▸ EXERCISE GOAL
Return every one of the following items line for line, reproducing each line without any change.

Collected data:
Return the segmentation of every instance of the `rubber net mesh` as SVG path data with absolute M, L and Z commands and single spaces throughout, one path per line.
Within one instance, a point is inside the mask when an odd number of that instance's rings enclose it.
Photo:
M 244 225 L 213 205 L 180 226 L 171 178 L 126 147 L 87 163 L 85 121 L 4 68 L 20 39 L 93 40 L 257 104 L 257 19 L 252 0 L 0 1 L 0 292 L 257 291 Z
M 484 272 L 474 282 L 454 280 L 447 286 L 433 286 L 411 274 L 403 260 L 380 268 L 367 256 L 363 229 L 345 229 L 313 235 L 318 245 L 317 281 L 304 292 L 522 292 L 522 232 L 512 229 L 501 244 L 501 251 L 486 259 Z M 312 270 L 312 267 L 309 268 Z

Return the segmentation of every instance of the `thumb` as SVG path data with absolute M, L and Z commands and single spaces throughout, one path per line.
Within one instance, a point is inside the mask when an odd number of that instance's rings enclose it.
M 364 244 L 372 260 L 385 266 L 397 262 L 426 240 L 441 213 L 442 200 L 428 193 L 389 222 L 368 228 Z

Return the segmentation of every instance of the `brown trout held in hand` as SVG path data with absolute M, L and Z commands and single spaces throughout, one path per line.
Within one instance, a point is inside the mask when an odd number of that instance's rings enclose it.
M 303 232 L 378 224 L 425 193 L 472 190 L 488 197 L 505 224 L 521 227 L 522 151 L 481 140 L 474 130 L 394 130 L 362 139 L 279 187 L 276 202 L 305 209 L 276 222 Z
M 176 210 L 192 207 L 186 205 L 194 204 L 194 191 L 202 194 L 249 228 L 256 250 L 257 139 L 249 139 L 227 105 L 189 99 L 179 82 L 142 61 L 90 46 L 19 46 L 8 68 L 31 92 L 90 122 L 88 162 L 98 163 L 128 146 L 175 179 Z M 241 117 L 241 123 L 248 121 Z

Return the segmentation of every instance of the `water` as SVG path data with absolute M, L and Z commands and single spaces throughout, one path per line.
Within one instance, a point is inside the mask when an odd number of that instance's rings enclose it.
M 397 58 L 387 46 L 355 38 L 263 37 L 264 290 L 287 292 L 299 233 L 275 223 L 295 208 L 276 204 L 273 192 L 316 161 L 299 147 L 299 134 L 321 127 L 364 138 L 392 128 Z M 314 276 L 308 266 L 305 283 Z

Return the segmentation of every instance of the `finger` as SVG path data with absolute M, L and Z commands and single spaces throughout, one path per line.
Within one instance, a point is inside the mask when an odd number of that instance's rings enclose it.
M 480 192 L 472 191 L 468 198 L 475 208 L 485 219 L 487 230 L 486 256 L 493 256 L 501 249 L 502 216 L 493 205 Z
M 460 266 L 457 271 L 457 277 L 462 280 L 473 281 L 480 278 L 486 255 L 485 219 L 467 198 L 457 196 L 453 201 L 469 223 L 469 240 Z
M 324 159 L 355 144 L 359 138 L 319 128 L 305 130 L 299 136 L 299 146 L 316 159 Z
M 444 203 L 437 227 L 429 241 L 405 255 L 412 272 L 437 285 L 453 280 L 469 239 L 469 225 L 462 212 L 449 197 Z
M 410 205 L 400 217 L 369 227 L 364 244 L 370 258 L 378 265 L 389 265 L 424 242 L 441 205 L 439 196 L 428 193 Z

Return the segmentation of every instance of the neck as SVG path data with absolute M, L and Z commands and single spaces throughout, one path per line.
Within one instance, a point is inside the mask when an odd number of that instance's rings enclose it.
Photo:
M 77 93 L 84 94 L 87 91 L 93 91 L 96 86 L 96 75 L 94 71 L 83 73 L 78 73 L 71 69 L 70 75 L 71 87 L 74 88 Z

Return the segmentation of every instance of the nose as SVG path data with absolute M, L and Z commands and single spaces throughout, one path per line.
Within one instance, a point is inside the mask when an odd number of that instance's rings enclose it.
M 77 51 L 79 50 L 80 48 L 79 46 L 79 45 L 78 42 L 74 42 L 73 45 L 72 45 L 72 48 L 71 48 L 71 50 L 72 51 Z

▸ COMPLETE OUTPUT
Return the segmentation of every instance of the `rubber net mesh` as SVG path data with absolute M, L and Z commands and single spaces throughout, one path per line.
Within one instance, a point is inside the mask when an odd number of that instance's rings enclose it.
Photo:
M 244 225 L 213 205 L 180 226 L 171 178 L 126 147 L 87 163 L 85 121 L 4 68 L 20 39 L 93 40 L 257 104 L 257 19 L 252 0 L 0 1 L 0 292 L 257 291 Z
M 484 272 L 474 282 L 454 280 L 447 286 L 433 286 L 411 274 L 403 260 L 380 268 L 367 256 L 363 229 L 345 229 L 313 235 L 318 245 L 317 281 L 304 292 L 522 292 L 522 232 L 512 229 L 501 244 L 501 251 L 486 259 Z M 312 270 L 312 267 L 309 268 Z

Return the segmentation of every instance of the `thumb` as SVG path data with absolute M, L and Z commands and single spaces throughout, one path per line.
Within one instance, a point is inside the mask when an odd number of that instance's rings enclose it.
M 364 244 L 372 260 L 385 266 L 397 262 L 426 240 L 441 213 L 442 200 L 428 193 L 389 222 L 368 228 Z

Return the segmentation of every instance of the `brown trout held in hand` as SVG path data with absolute M, L and Z commands and single spaces throughout, one path per line.
Within one instance, a point is inside the mask when an odd number of that instance's rings enclose it.
M 303 232 L 378 224 L 425 193 L 472 190 L 488 197 L 505 224 L 521 227 L 522 151 L 481 140 L 474 130 L 394 130 L 362 139 L 279 187 L 276 202 L 305 209 L 276 222 Z
M 176 210 L 192 207 L 186 205 L 194 204 L 194 191 L 202 194 L 249 228 L 256 250 L 257 139 L 249 139 L 227 105 L 189 99 L 179 82 L 142 61 L 90 46 L 19 46 L 8 68 L 31 92 L 90 122 L 88 162 L 98 163 L 128 146 L 175 179 Z M 241 117 L 241 123 L 248 121 Z

Return the segmentation of every instance of the `water` as SVG path data with absolute M, L and Z commands and single spaces throughout, one path per line.
Within one instance, a point is inside the mask when an odd number of that instance's rings enclose it.
M 397 58 L 387 46 L 355 38 L 263 37 L 264 290 L 287 292 L 299 233 L 275 223 L 295 208 L 276 204 L 273 192 L 316 161 L 299 147 L 299 134 L 321 127 L 364 138 L 392 128 Z M 314 276 L 308 266 L 305 283 Z

Return the segmentation of every instance of the `finger` as SVG path data with absolute M, L and Z commands and single spaces throughout, one path per line.
Within one instance, a point is inside the mask when an odd number of that instance's rings enclose it.
M 480 192 L 472 191 L 468 198 L 475 208 L 485 219 L 487 230 L 486 256 L 493 256 L 501 249 L 502 216 L 493 205 Z
M 460 266 L 457 271 L 457 277 L 462 280 L 473 281 L 480 278 L 486 255 L 485 219 L 467 198 L 457 196 L 453 201 L 469 223 L 469 240 Z
M 324 159 L 355 144 L 359 138 L 319 128 L 305 130 L 299 136 L 299 146 L 316 159 Z
M 444 203 L 437 227 L 429 241 L 405 255 L 412 272 L 437 285 L 453 280 L 469 239 L 469 225 L 462 212 L 449 197 Z
M 410 205 L 400 217 L 369 227 L 364 244 L 370 258 L 378 265 L 389 265 L 424 242 L 441 205 L 439 196 L 428 193 Z

Return the segmentation of every instance of the neck as SVG path data with absolute M, L and Z commands and single spaces throughout, one path per line.
Within one instance, a point is inside the mask when an odd number of that instance's rings enclose it.
Photo:
M 77 93 L 84 94 L 87 91 L 93 91 L 96 86 L 96 75 L 94 71 L 83 73 L 78 73 L 71 69 L 70 75 L 71 87 L 74 88 Z

Return the segmentation of every instance of the nose as SVG path data with absolute M, L and Z commands and single spaces throughout, one path per line.
Within one instance, a point is inside the mask when an odd number of that instance's rings enclose it.
M 77 51 L 79 50 L 80 48 L 79 46 L 79 45 L 78 42 L 74 42 L 73 45 L 72 45 L 72 48 L 71 48 L 71 50 L 72 51 Z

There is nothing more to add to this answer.